• **What to produce**: Show every line from the entries that follow which holds the word "instances".
::: Available data
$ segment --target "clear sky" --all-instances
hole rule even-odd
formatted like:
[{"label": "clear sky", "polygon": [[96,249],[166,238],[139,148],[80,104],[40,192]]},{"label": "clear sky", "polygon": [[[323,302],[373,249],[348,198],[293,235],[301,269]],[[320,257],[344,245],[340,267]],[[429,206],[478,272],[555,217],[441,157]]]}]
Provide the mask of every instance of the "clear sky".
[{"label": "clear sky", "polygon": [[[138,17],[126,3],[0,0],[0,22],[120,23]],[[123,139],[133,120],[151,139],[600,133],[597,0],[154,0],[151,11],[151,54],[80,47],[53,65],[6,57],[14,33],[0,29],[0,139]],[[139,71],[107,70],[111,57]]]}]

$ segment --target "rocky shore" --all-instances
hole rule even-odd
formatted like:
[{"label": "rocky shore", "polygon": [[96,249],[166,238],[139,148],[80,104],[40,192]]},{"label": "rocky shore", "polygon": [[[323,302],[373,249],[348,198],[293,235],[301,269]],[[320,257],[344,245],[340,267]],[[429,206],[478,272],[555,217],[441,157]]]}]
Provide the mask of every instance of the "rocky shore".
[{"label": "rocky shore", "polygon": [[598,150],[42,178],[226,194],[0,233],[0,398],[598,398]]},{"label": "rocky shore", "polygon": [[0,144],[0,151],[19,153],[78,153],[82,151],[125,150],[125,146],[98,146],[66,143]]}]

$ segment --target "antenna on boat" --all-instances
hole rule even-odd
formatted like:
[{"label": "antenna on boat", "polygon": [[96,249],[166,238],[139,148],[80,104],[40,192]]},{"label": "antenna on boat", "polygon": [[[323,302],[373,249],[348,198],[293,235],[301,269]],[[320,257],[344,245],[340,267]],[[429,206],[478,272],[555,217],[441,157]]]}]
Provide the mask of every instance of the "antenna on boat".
::::::
• **Solved problem**:
$ segment --target "clear sky" --all-instances
$ segment --target "rocky shore" --all-instances
$ segment --target "antenna on boat" --all-instances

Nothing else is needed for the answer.